-- Start of Text block --
However, a solder wave must not be so hot. We desolder DIP packages and similar on a small wave set to 250 C (Pb). The huge amount of solder makes this possible whereas the thermal mass of the tip doesn't.

[amyk]

Especially with the cheaper irons, you should check the temperature calibration, since it could be far off. Note also that an overly loose tip or otherwise poor thermal contact between the tip and heater will make it difficult to maintain the right temperature.

[Monkeh]

i'm just saying the 300+C is a bit too high for many components.

Bullshit, standard iron temperature is around 350C.

[G7PSK]

I run my iron at 300 deg C. Those conical bits useless in my opinion, get a few chisel bits of various sizes.
It is also far easier to use solder paste for SMD work even if you are using an iron, that way you put the solder and flux on the board then you can put the component down and hold it in place with one hand and use the iron with the other.

[rob77]

i'm just saying the 300+C is a bit too high for many components.

Bullshit, standard iron temperature is around 350C.

datasheets say 260C max but it's a bullshit because Monkeh said so... 

[Monkeh]

i'm just saying the 300+C is a bit too high for many components.

Bullshit, standard iron temperature is around 350C.

datasheets say 260C max but it's a bullshit because Monkeh said so...
-- End of Text block --
-- Start of Records provided --
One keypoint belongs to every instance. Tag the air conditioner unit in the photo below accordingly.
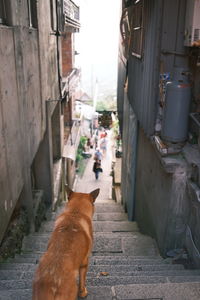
(192, 22)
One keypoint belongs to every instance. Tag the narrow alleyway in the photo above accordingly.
(125, 264)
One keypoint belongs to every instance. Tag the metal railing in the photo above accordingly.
(71, 12)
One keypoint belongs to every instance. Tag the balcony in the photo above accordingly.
(71, 15)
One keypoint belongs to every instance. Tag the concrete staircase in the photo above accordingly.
(125, 265)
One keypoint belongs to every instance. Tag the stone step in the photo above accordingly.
(106, 281)
(34, 258)
(15, 274)
(132, 266)
(167, 291)
(100, 226)
(127, 245)
(115, 216)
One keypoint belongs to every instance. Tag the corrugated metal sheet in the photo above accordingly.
(161, 32)
(144, 73)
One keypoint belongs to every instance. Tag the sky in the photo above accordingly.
(97, 44)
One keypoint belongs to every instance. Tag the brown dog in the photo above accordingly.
(68, 251)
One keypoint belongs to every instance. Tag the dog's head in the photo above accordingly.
(84, 202)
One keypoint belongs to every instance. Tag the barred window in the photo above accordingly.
(32, 13)
(137, 28)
-- End of Records provided --
Goals -
1 > Summarize the thread on soldering temperatures in two sentences.
2 > Write the next part of the thread on soldering temperatures, picking up after its final post.

Written responses -
1 > Participants in the thread discuss soldering temperatures: one notes that a small solder wave at 250 C can desolder DIP packages because of its large solder mass, and another advises checking cheap irons' temperature calibration and ensuring good contact between tip and heater. One poster runs an iron at 300 C and recommends chisel bits and solder paste for SMD work, while others argue over whether 300+C is too high, with one calling about 350C standard and another replying that datasheets say 260C max.

2 >
So take a look at every soldering system out there. The ones with fixed temperatures, the ones with variable.. they all run >300C for normal soldering.

There are very few components which will be worried by this, and even the ones which really are sensitive to high temperatures simply require quick soldering in most cases. It takes time to heat them up.

My soldering iron runs nearly 400C so it must break things because rob77 said so...

[continuo]

Metcal SmartHeat tips run at fixed temperatures, and, as far as I know, there are no standard tips below 300°C available. "Temperature Sensitive" 600 series tips run at around 675F (357°C)... Someone should tell Metcal that their irons are to dangerous to be used on electronics 

[jitter]

i'm just saying the 300+C is a bit too high for many components.

Bullshit, standard iron temperature is around 350C.

datasheets say 260C max but it's a bullshit because Monkeh said so... 

I'd like to see that datasheet. Could you provide a link, please?

[GreyWoolfe]

Metcal SmartHeat tips run at fixed temperatures, and, as far as I know, there are no standard tips below 300°C available. "Temperature Sensitive" 600 series tips run at around 675F (357°C)... Someone should tell Metcal that their irons are to dangerous to be used on electronics 

Uh oh, I'm in trouble.  I just bought 3 600 series chisel tips for my MX-500   I guess I will have to go out back and cut my own switch.

[rob77]

i'm just saying the 300+C is a bit too high for many components.

Bullshit, standard iron temperature is around 350C.

datasheets say 260C max but it's a bullshit because Monkeh said so... 

I'd like to see that datasheet. Could you provide a link, please?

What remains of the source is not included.